>> start ARTICLE
Writing for ourselves

As this research project progresses I keep coming back to the question “who are we writing for?”. Clearly there are a lot of different answers to this question, but I have been quite surprised to hear how few academics I speak with actually want their work to be shared publicly. For many academic writing isn’t meant to be read broadly – it is written with a specific audience [supervisors, tenure promotion committees] as a kind of rite of passage as opposed to an act of sharing knowledge.

This came up again during a recent seminar hosted by the Media Anthropology Network. I didn’t follow the seminar closely enough to summarize it here, but what struck me was the response to a suggestion to make a Youtube video to publicize the project being discussed. The response to this suggestion was quite dismissive -

“Contrary to David’s opinion I find Michael Wesch’s Youtube work
to be slick, superficial.  He is too much like a second rate McLuhan. As to his suggestion that I “prepare a youtube version of at least part of the Oak Park project – that way it can engage and interact with a whole other audience.” I actually cringe at the idea.  What little I know about YouTube is that consists mainly of stupid pet tricks, stupid human tricks and million of really really bad rock bands.  I know there are some really interesting clips and that some of Rouch’s films are available there but the “whole other audience” that David alludes to consists mainly of 15 year olds and that is not exactly who I had in mind as a new audience. Perhaps I am showing my age but too much of the material available on YouTube is too adolescent for my tastes. Before I retired I even thought the undergrads I taught had values that I abhorred.  God knows what the people who love stupid pet tricks would do with my work?  I prefer not to know.”
>> end ARTICLE
CHALLENGES =>
a) Answer these questions from the post:
(i) Which group hosted the recent seminar?
(ii) Whose YouTube work does the quoted respondent call slick and superficial?
(iii) Who does the respondent say mainly makes up the "whole other audience"?
b) Return the passage of the post from "As this research" to "of sharing knowledge.", copied word for word.
>> start DATA EXCERPTS
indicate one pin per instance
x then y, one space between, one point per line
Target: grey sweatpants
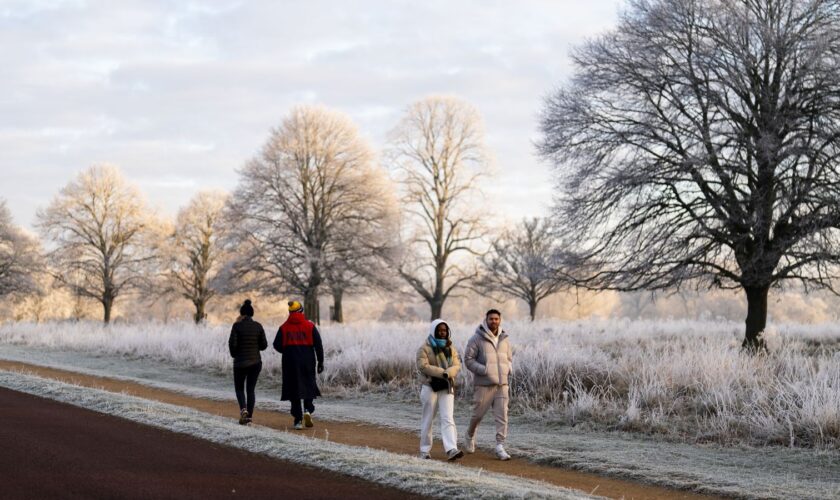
484 398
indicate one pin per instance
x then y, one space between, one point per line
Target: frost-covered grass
428 478
685 380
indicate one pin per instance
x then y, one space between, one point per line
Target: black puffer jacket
247 339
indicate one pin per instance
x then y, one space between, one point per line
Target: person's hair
448 333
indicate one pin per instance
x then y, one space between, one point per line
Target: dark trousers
297 411
244 381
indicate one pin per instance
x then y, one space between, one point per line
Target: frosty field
680 380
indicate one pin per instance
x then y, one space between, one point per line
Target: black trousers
245 381
297 411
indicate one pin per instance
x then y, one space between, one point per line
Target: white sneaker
469 443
>> end DATA EXCERPTS
OUTPUTS BY TASK =>
a)
(i) The Media Anthropology Network
(ii) Michael Wesch's
(iii) 15 year olds

b)
As this research project progresses I keep coming back to the question “who are we writing for?”. Clearly there are a lot of different answers to this question, but I have been quite surprised to hear how few academics I speak with actually want their work to be shared publicly. For many academic writing isn’t meant to be read broadly – it is written with a specific audience [supervisors, tenure promotion committees] as a kind of rite of passage as opposed to an act of sharing knowledge.